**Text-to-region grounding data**
_ _ _ _

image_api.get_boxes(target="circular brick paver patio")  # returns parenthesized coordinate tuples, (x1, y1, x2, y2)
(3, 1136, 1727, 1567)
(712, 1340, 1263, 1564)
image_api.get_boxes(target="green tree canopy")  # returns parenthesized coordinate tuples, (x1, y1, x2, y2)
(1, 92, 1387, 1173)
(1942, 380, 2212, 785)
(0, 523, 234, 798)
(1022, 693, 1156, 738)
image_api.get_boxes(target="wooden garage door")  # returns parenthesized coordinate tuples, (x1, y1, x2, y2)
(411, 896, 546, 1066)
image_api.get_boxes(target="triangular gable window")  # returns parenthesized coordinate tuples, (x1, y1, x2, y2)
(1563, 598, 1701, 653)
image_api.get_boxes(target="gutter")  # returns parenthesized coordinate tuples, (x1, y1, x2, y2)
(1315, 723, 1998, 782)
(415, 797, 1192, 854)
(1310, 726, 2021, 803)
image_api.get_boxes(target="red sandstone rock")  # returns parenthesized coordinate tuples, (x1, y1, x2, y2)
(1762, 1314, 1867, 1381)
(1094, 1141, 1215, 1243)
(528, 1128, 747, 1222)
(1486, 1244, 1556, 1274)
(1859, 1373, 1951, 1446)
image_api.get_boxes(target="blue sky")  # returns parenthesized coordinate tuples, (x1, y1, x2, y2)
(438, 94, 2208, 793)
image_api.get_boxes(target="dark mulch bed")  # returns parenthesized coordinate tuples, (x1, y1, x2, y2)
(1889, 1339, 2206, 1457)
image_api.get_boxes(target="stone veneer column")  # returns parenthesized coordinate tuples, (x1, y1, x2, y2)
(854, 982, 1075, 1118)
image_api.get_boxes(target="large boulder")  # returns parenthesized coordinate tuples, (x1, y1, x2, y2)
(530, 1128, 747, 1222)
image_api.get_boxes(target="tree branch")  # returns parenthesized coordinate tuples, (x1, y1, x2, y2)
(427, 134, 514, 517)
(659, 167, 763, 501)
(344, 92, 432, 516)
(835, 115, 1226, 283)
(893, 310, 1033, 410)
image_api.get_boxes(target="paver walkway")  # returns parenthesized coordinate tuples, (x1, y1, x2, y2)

_ _ _ _

**EXERCISE DESCRIPTION**
Each record needs to be duplicated exactly as given.

**REPLY**
image_api.get_boxes(target="circular brick paver patio")  # returns parenthesized coordinate tuples, (x1, y1, x2, y2)
(3, 1136, 1727, 1567)
(712, 1340, 1263, 1564)
image_api.get_boxes(target="green tree canopy")  # returns parenthesized coordinate tuples, (x1, y1, x2, y2)
(1, 92, 1387, 1173)
(1942, 380, 2212, 785)
(0, 523, 234, 798)
(1022, 693, 1156, 738)
image_api.get_boxes(target="wooden garage door")  # returns parenthesized coordinate tuples, (x1, y1, x2, y2)
(411, 896, 546, 1066)
image_api.get_boxes(target="triangular gable window")  # returns parenthesized coordinate tuples, (x1, y1, x2, y2)
(1563, 598, 1701, 653)
image_api.get_boxes(target="gutter")  # returns parenthesized coordinate tuples, (x1, y1, x2, y2)
(1315, 723, 1998, 782)
(415, 797, 1192, 854)
(1310, 726, 2021, 803)
image_api.get_boxes(target="red sandstone rock")  # returns parenthesized coordinate tuples, (x1, y1, x2, y2)
(1762, 1314, 1867, 1381)
(1094, 1141, 1215, 1243)
(528, 1128, 747, 1222)
(1486, 1244, 1556, 1274)
(1859, 1373, 1951, 1446)
image_api.get_boxes(target="blue sky")  # returns parenthesized coordinate tuples, (x1, y1, x2, y2)
(438, 94, 2208, 793)
image_api.get_boxes(target="dark mulch bed")  # returns parenthesized coordinate tuples, (x1, y1, x2, y2)
(1889, 1339, 2206, 1457)
image_api.get_boxes(target="stone veneer column")  # returns parenthesized coordinate tuples, (x1, y1, x2, y2)
(854, 982, 1075, 1118)
image_api.get_boxes(target="large boulder")  # returns parenthesized coordinate tuples, (x1, y1, x2, y2)
(530, 1128, 747, 1222)
image_api.get_boxes(target="tree branch")  # returns parenthesized coordinate tuples, (x1, y1, x2, y2)
(427, 134, 514, 517)
(659, 167, 763, 501)
(344, 92, 432, 516)
(835, 115, 1226, 283)
(893, 310, 1033, 410)
image_api.get_boxes(target="paver walkway")  # returns parenthesized coordinate tuples, (x1, y1, x2, y2)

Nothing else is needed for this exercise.